WHAT THIS EXERCISE ASKS
a) Please rewrite the part of the post on algorithm trade-offs that opens with the words containing "There is no other" and closes with "the simplest solution.", changing "simplest solution" to "most basic solution".
b) Answer these questions from the post on algorithm trade-offs:
(i) In the case of algorithms, what are the main resources?
(ii) Who proposed the idea for finding prime numbers that the post will show?
(iii) What runtime complexity does the post give for the naive algorithm?

TEXT SECTION
--- BEGIN ---
Trade-offs are present in all our activities. Maybe you have heard the so-called "No free lunch theorem" in Machine Learning. The theorem states that there is no silver bullet when it comes to machine learning models. But in fact, there is never a silver bullet when it comes to anything.

And that is not a Computer Science principle but an economics principle.

If you have written code for more than a month you have likely experienced the necessity of trade-offs in programming – or at least have heard about them.

Sometimes you sacrifice performance in the name of security, security in the name of scalability, beauty and readability in the name of performance, and so on. Don't forget you also probably sacrifice parties and fun in general in the name of programming, so make it worth it.

In the specific case of algorithms, the main resources are time and memory, so the trade-offs always involve those resources.

It's common to find several solutions for the same problem, because one of them is faster but the other one is cheaper when it comes to storage. And of course, there are other factors like implementation, simplicity, and security.

In this post, I'm going to write about how you can combine several solutions to get the one that fulfills all your requirements.

First I'm going to show an interesting idea that E.W. Dijkstra proposed to find prime numbers. After that, I will show an idea I came up with to obtain a data structure that combines the power of arrays and linked lists.

Requirements

I assume you have basic programming skills as well as some knowledge about data structures like arrays, linked lists, and heaps.

You should also have some understanding of big-O notation to calculate complexity.

Lastly, it would be good you were familiar with the algorithm called tje Sieve of Eratosthenes. In case you aren't, you can check out this post link.

There is no other previous knowledge required to understand what I'm about to discuss.

Two algorithms, one problem

The problem is to find all prime numbers from 0 (zero) to N. It's the kind of problem you learn to do when you are beginning your journey in programming. And I want to start with the simplest solution.

The Naive Algorithm

In the naive algorithm, we iterate over all numbers x from 2 to N. Then we check whether x has any divisor besides itself and one. For the last step, we can check for every number d between 2 and x - 1 whether it is a divisor or not.

There is room for improvement in the last step, because we only need to check the divisors that are less than or equal to the square root of x. A pseudocode of the algorithm is written below:

   primes(N):
      prime_numbers <- [] # empty list
      for x = 2 to N:
          is_prime <- true
          for d = 2 to sqrt(x):
              if d divides x:
                   is_prime <- false # we found a divisor of x so x is not a prime number
          if is_prime:
               prime_numbers.add(x) # if we didn't find a divisor then x is prime
       return prime_numbers             

What's the runtime complexity of the previous algorithm? Well, we take every number from 2 to N and for each one, we iterate over all its possible divisors. So we make O(N*sqrt(N)) operations, where sqrt stands for the square root function.
--- END ---
GIVEN DATA
--- BEGIN ---
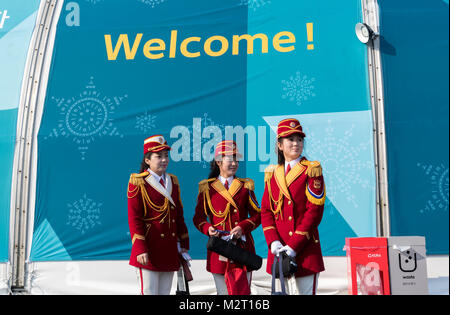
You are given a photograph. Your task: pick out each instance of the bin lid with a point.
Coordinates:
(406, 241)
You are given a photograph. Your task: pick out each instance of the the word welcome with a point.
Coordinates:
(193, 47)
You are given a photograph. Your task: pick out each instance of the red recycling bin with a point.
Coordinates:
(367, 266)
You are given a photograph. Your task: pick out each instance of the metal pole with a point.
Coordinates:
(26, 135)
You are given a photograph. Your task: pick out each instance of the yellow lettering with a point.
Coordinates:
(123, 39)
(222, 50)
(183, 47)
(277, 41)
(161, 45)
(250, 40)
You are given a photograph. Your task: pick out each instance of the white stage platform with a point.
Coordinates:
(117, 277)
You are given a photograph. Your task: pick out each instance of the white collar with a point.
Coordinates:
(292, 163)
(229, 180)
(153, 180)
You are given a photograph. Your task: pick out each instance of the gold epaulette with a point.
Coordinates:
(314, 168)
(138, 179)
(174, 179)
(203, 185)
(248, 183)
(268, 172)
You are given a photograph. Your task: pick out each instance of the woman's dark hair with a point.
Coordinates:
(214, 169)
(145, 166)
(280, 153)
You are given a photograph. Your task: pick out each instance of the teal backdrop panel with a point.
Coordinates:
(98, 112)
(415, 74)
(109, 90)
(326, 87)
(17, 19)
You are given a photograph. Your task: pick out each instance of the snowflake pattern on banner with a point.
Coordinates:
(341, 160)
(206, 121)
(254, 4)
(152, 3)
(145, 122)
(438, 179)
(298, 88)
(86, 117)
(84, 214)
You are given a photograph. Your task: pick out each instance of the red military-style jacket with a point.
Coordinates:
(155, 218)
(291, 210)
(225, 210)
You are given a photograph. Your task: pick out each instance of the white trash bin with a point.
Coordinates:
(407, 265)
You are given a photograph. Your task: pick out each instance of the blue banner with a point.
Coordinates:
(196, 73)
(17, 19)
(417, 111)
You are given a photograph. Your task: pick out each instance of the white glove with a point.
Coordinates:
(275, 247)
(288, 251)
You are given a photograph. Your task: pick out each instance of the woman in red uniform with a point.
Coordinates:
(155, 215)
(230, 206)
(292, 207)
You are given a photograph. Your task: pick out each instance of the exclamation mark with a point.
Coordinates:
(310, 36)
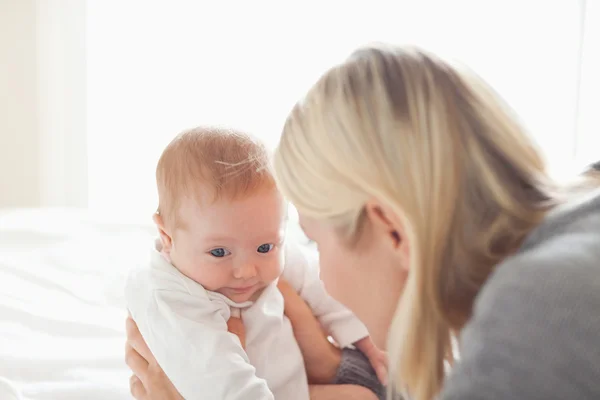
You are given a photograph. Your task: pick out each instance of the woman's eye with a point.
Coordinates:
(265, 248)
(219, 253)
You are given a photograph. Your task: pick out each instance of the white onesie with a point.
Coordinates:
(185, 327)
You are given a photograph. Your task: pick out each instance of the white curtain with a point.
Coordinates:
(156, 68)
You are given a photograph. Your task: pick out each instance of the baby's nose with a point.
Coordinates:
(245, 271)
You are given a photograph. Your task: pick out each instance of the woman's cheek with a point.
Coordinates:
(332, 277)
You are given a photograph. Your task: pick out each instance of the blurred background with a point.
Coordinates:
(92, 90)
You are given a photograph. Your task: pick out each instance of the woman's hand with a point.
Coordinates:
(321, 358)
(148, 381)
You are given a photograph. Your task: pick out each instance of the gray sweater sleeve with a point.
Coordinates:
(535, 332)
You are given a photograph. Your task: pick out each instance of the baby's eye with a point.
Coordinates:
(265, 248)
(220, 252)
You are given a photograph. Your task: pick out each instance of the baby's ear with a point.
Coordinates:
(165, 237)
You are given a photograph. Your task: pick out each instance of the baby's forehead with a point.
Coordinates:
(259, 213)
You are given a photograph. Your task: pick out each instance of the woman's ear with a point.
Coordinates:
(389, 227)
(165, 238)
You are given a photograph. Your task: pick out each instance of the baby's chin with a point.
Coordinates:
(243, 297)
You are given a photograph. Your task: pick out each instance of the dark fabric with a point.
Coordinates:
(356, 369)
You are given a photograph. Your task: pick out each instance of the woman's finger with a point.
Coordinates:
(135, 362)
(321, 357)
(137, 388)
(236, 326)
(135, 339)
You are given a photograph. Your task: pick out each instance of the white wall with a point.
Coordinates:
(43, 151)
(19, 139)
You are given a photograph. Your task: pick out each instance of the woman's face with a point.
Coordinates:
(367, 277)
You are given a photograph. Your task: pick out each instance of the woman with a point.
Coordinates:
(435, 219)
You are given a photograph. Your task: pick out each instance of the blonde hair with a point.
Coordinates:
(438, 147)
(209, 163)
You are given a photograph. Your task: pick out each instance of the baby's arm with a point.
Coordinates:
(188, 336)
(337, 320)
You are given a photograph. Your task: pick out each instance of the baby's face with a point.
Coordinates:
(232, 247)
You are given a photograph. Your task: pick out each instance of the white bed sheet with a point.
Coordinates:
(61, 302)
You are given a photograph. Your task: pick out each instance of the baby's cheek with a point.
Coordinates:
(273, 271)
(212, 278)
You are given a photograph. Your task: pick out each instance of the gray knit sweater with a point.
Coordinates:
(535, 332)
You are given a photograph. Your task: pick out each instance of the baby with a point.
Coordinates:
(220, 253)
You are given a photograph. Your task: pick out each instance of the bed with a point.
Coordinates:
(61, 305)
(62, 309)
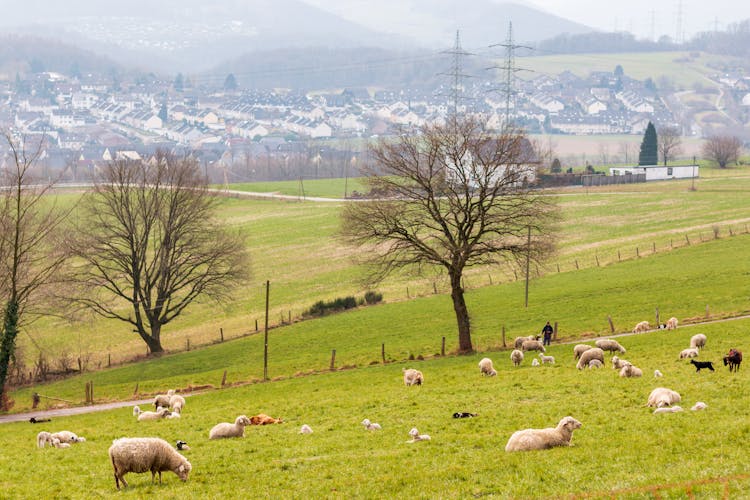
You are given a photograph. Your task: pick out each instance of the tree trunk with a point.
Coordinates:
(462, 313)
--- END ---
RESPONSES IN ORDER
a)
There is no other previous knowledge required to understand what I'm about to discuss.

Two algorithms, one problem

The problem is to find all prime numbers from 0 (zero) to N. It's the kind of problem you learn to do when you are beginning your journey in programming. And I want to start with the most basic solution.

b)
(i) Time and memory.
(ii) E.W. Dijkstra.
(iii) O(N*sqrt(N)).